> What you need to do
Pull out each line below that contains the word "window". Case counts.

> Dataset records
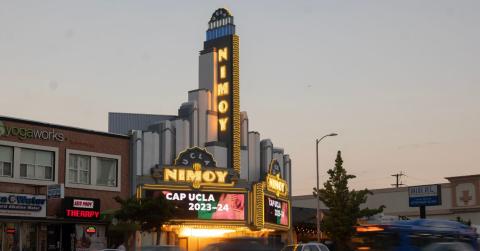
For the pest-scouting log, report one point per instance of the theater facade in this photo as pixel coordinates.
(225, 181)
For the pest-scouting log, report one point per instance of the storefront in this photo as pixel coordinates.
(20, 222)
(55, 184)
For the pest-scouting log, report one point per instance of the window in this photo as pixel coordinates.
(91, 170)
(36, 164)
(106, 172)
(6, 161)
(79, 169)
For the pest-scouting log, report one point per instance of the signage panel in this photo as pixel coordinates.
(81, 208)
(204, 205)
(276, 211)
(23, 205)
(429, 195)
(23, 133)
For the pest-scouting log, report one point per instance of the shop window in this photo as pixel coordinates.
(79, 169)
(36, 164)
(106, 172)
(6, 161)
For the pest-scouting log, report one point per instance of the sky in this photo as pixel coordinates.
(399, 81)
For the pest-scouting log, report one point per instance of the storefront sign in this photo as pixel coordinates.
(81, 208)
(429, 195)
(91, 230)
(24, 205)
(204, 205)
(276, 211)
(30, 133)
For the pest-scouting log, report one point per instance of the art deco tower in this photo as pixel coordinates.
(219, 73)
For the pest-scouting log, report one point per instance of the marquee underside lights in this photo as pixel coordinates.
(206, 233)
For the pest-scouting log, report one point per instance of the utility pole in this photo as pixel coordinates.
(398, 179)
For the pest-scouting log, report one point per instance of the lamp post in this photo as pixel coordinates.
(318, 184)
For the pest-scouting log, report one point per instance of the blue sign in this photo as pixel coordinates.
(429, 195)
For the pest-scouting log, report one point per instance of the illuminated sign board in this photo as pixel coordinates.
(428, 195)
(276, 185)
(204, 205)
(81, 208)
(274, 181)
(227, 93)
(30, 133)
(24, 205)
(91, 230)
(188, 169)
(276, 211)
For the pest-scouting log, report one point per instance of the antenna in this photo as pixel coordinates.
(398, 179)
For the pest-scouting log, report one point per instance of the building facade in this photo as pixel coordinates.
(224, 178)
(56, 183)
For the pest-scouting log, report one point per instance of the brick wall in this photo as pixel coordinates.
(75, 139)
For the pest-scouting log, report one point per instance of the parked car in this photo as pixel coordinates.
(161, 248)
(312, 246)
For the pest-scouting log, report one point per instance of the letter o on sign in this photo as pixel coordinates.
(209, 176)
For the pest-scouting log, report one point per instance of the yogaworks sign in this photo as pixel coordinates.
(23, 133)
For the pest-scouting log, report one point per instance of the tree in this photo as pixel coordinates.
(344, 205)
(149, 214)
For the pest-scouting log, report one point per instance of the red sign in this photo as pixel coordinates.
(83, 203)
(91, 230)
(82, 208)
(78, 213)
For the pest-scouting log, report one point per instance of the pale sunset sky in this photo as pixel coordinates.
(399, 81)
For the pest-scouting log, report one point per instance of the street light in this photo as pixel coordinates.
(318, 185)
* * *
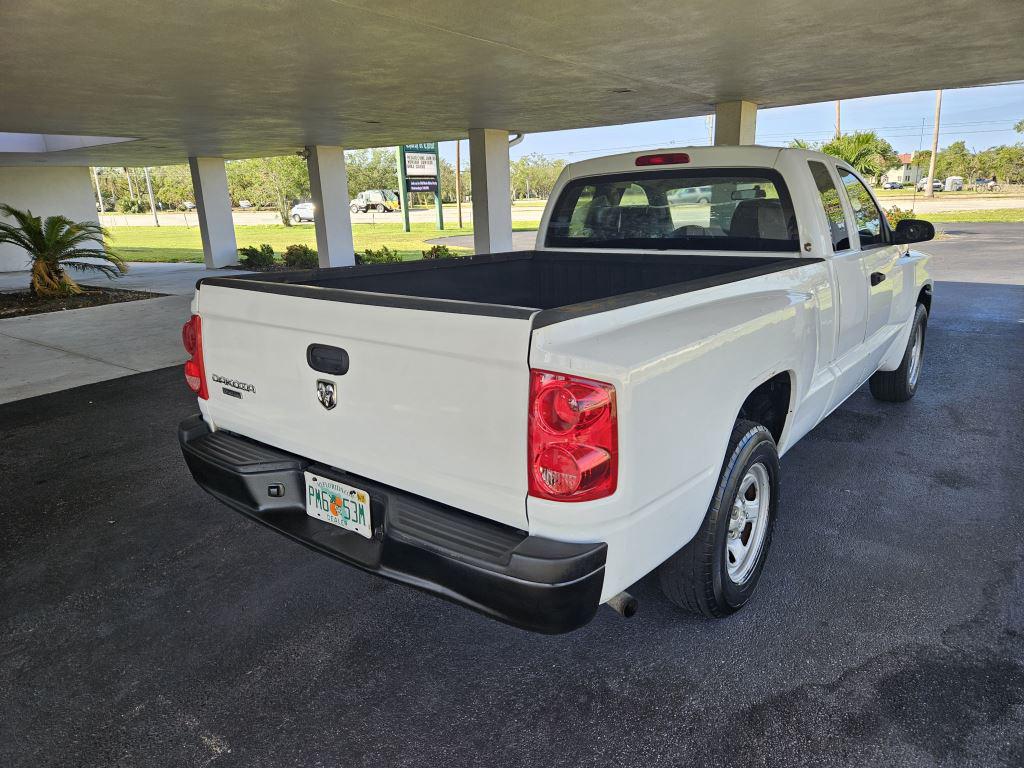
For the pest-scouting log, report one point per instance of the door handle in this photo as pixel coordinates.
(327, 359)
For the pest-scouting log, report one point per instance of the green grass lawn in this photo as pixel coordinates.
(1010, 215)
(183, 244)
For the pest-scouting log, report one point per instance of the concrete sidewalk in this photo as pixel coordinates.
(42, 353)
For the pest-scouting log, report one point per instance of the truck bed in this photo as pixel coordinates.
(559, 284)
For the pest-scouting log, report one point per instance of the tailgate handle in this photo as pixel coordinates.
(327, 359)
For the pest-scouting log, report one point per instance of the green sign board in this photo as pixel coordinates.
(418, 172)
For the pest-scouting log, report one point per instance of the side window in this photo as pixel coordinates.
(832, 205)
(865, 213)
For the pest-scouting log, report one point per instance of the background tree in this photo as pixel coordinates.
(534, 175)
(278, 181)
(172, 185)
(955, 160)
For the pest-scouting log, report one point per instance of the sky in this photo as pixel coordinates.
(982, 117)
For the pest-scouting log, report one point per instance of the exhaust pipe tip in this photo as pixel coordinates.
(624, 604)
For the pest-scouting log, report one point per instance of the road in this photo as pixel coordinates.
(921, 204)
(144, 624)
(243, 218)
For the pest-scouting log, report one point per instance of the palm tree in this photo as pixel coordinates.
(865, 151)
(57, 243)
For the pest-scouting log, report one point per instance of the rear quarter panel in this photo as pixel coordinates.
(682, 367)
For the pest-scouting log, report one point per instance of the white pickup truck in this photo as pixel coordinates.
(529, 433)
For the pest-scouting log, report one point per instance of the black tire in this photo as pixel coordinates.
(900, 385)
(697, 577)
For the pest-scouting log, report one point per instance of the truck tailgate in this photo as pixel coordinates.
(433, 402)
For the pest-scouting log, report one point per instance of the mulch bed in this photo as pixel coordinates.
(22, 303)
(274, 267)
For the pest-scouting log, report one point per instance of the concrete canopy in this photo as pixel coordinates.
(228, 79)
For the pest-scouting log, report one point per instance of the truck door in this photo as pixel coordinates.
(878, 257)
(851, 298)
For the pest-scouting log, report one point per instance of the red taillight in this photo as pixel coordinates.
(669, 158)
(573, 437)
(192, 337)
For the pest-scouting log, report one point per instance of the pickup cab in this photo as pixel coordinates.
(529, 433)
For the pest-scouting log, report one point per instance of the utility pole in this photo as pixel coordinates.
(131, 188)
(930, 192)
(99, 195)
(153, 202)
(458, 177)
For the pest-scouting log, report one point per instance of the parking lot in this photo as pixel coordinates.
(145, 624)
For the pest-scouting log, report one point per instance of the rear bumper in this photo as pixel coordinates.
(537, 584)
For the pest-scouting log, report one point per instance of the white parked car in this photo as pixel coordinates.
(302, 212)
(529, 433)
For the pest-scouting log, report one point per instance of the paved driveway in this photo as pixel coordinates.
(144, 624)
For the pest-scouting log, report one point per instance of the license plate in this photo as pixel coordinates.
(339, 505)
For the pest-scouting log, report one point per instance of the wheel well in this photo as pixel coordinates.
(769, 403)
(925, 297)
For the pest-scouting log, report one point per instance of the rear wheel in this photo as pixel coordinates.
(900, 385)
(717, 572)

> Response below
For the pest-scouting log, report one point per instance of the window in this photo as pixel coordinates.
For the pest-scouting log, report one point per instance of the shop window in this photo as pixel coordinates.
For the pest-scouting log, report one point per instance of the side window in this photo as pixel coordinates.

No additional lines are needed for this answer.